** What is required **
What follows is a set of entries. Give them again exactly, without the pictures.

[START OF Supplied data]

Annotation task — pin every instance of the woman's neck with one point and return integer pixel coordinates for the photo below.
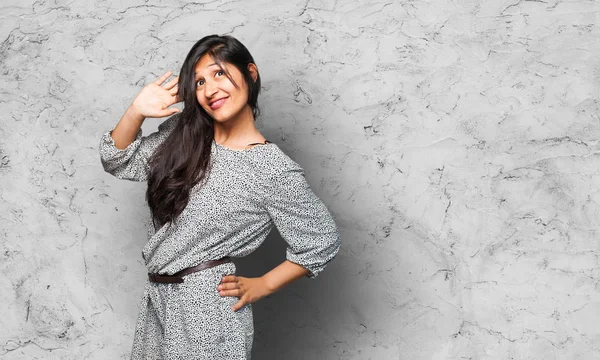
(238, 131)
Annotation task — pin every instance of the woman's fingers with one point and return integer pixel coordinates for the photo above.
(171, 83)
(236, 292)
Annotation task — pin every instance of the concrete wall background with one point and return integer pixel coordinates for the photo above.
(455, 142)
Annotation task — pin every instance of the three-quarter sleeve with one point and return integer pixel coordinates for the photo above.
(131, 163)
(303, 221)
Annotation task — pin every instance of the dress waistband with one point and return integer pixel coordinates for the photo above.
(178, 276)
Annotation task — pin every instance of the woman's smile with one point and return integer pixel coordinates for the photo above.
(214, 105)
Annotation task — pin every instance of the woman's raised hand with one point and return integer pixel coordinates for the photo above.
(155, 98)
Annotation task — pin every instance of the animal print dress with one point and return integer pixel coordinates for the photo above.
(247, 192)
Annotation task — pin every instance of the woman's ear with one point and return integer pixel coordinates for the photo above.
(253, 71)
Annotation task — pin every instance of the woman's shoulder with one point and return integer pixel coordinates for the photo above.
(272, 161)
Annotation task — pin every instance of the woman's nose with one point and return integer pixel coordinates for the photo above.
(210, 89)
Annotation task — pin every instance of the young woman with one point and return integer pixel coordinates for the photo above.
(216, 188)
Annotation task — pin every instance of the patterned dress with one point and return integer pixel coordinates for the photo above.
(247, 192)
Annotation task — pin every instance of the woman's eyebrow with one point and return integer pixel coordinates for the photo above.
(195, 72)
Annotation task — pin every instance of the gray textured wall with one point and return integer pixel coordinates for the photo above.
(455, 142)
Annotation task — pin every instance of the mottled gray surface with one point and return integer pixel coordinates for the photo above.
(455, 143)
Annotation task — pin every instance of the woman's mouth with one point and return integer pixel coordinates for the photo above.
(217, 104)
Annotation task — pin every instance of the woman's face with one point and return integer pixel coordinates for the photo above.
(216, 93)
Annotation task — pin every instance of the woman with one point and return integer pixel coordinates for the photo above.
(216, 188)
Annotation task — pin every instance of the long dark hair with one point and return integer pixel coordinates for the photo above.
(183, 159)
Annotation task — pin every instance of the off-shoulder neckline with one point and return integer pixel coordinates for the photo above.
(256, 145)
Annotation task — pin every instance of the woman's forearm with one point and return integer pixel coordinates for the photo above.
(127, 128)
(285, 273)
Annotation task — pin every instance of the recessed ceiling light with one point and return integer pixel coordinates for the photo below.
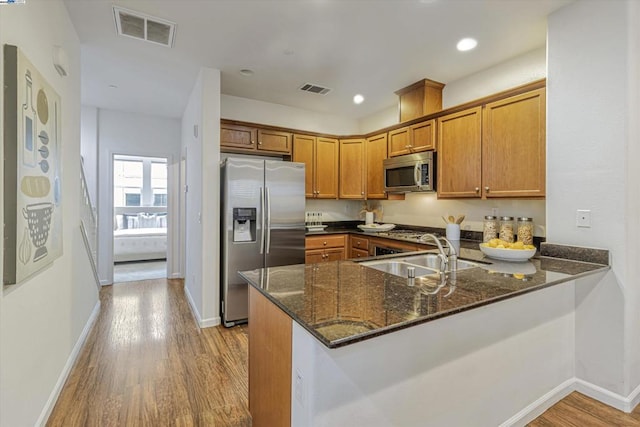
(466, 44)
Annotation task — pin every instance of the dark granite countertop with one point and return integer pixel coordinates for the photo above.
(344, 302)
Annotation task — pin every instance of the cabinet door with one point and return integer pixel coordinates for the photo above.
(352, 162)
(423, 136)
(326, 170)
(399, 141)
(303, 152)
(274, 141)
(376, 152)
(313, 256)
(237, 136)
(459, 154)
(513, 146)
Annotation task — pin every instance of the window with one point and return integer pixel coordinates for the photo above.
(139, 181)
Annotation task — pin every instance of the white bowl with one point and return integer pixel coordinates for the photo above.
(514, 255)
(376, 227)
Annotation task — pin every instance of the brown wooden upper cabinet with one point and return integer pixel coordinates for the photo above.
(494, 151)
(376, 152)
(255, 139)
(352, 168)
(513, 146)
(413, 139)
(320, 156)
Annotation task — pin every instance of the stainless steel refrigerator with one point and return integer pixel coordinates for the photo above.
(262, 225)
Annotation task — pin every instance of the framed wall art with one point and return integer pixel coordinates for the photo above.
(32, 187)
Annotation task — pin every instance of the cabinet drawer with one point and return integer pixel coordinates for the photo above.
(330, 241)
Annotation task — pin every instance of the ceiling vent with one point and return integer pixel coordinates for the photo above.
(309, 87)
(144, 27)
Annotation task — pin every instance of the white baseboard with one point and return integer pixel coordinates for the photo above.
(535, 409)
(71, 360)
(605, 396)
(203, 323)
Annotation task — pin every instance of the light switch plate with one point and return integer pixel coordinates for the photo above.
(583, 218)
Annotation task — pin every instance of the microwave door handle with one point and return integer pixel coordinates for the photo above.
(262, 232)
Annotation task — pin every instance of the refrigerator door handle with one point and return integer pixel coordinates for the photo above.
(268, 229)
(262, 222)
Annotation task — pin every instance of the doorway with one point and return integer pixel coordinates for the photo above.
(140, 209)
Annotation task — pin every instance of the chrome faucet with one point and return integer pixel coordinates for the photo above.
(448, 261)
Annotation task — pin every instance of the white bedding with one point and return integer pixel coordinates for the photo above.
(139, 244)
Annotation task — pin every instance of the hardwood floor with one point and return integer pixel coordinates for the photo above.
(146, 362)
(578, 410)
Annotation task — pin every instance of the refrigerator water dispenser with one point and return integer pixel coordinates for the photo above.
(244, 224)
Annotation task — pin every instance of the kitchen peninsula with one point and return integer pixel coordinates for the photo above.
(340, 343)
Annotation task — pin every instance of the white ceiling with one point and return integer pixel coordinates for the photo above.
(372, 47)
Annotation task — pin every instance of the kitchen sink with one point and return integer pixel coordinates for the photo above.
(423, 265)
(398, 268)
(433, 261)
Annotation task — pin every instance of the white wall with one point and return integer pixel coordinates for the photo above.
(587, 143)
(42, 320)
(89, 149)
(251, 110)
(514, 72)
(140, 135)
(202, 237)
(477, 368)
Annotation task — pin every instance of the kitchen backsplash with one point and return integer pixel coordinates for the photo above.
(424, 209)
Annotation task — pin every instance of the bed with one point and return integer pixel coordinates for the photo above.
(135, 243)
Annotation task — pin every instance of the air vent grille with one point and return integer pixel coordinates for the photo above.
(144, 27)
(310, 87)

[END OF Supplied data]

** Response to this exercise **
Annotation task — pin every instance of the woman's neck with one point and return integer pixel coordinates for the photo below.
(238, 131)
Annotation task — pin every instance of the woman's fingers with one point and return integer pixel coordinates for the photo above.
(171, 83)
(236, 292)
Annotation task — pin every instance of the concrete wall background with one point and return integer pixel coordinates for the photo above.
(455, 142)
Annotation task — pin every instance of the three-quarter sleeve with one point and return integer pixel coordinates for the photo above.
(131, 163)
(303, 221)
Annotation task — pin every instance of the dress waistband with one point and return integer pixel coordinates for the photo above.
(178, 276)
Annotation task — pin every instance of the woman's smile with one point and return integer pixel coordinates for the photo above.
(214, 105)
Annotation task — pin every instance of the woman's raised hand with one point and return integer pixel coordinates for the photo above.
(155, 98)
Annotation task — pin every instance of the animal print dress with one point and return integer pixel coordinates for the photo above.
(247, 192)
Annotation task — pin every instance of the woman's ear with one point and return integer pixel coordinates for the photo above.
(253, 71)
Annotation task — pin every instance of the woman's shoulder with one point and return integer pixel coordinates for the photo above.
(272, 161)
Annotation task — pin every instance of the woman's nose with one point and return integer pixel coordinates for the photo above.
(210, 89)
Annotation task — pin every instance of the young woman with one point and return integer pixel coordinates for the photo above.
(216, 188)
Annotation task — pin every instance of the patterned dress with one point and return integer pixel coordinates for the photo above.
(247, 192)
Annotation task — pin every instance of the woman's eyebrow with one point and return integer pixel coordinates for the photo above.
(195, 72)
Annotation task — pin every instance of the gray textured wall with one point and return integer pixel coordinates for the photo above.
(455, 142)
Annotation task — pin every instance of the mottled gray surface with one point and return integer pixel coordinates for the photo above.
(455, 143)
Annotation task — pin every instance of the woman's mouth with one point and return integer pixel coordinates for the photo above.
(217, 104)
Annotation task — pin every instance of the woman's face with one point and return integer pixel coordinates for the photo above.
(216, 93)
Annotation task — pin every instance of the woman with one point and return integer pixel coordinates for the photo above.
(216, 188)
Annotation task — pin every instance of the long dark hair with one point and return integer pixel coordinates for the photo above.
(183, 159)
Annotation task — pin every instance of the off-shoulder neckline with one point and return integer pixel coordinates for the photo above.
(256, 145)
Annotation task — pin every instance of the woman's forearm with one point and return integer pixel coordinates for the photo above.
(127, 128)
(285, 273)
Annotation task — pin every instance of the recessed ceiling light with one point and return integer pixel coordinates for the photo below.
(466, 44)
Annotation task — pin every instance of the dark granite countertop with one point and return integer pixel coordinates for the photo above.
(344, 302)
Annotation task — pin every instance of the cabinet door with one point and return integer pixel coordinates for the photo above.
(352, 162)
(423, 136)
(326, 170)
(399, 141)
(303, 152)
(274, 141)
(376, 152)
(313, 256)
(237, 136)
(459, 154)
(513, 146)
Annotation task — pin every instance of the window with one point and return integer pixel coordinates for the photo above.
(139, 181)
Annotation task — pin every instance of the white bowl with one point and return integer pixel coordinates for the photo above.
(514, 255)
(376, 227)
Annotation task — pin every instance of the brown wooden upper cabinet with one point and return integer pixel coordinates for the photo above.
(494, 151)
(376, 152)
(255, 139)
(352, 168)
(513, 146)
(413, 139)
(320, 156)
Annotation task — pin every instance of the stainless steel refrigerator with one point and return integer pixel coordinates for the photo above.
(262, 225)
Annotation task — pin every instance of the framed wall art with one point and return integer pixel coordinates for the photo above.
(32, 187)
Annotation task — pin every instance of the cabinet drawer with one point and return integer pixel coordinates for the photo above.
(330, 241)
Annotation task — pin every instance of the ceiling vent with one point and return integer pixel coordinates for the photo above.
(309, 87)
(144, 27)
Annotation task — pin every instance of the white baseboard with one point and return integer pixel coordinates for the photo above.
(535, 409)
(71, 360)
(605, 396)
(203, 323)
Annotation task — pin every instance of the light switch plate with one point and return integer pixel coordinates for the photo above.
(583, 218)
Annotation task — pin every instance of the microwave door handle with one point and return integer pixel coordinates for the photo above.
(262, 232)
Annotation task — pin every instance of the refrigerator door handle with one point and return integer pixel coordinates for the photo above.
(268, 229)
(262, 222)
Annotation task — pin every instance of the doorway with one point and return integer pixel coordinates for the photo above.
(140, 209)
Annotation task — pin every instance of the chrome faucet with one point and return integer pixel coordinates for the photo above.
(448, 261)
Annotation task — pin every instance of the white bedding with one point and return integer pixel coordinates for the photo above.
(139, 244)
Annotation task — pin every instance of the hardwood floor with one point and return integer pixel coordinates for the photo above.
(146, 362)
(578, 410)
Annotation task — pin every instance of the refrigerator water dispenser with one point and return integer pixel coordinates for the photo above.
(244, 224)
Annotation task — pin every instance of the kitchen peninsula with one point and return integer pixel coordinates for the photo above.
(340, 343)
Annotation task — pin every instance of the white ceiling with one point and return integer pixel coordinates for the photo above.
(372, 47)
Annotation task — pin every instance of the kitchen sink with one point and return integer pixel coordinates for the photo above.
(423, 265)
(398, 268)
(433, 261)
Annotation task — pin every instance of the white wall with one point and return integer pixel coordinates for the photo above.
(587, 143)
(42, 320)
(89, 149)
(251, 110)
(514, 72)
(140, 135)
(202, 237)
(477, 368)
Annotation task — pin every instance of the kitchen backsplash with one point and return integer pixel coordinates for the photo above.
(424, 209)
Annotation task — pin every instance of the bed with one point and return integer pixel coordinates for the photo above.
(135, 243)
Annotation task — pin every instance of the air vent grille with one point and return integer pixel coordinates for the photo above.
(144, 27)
(310, 87)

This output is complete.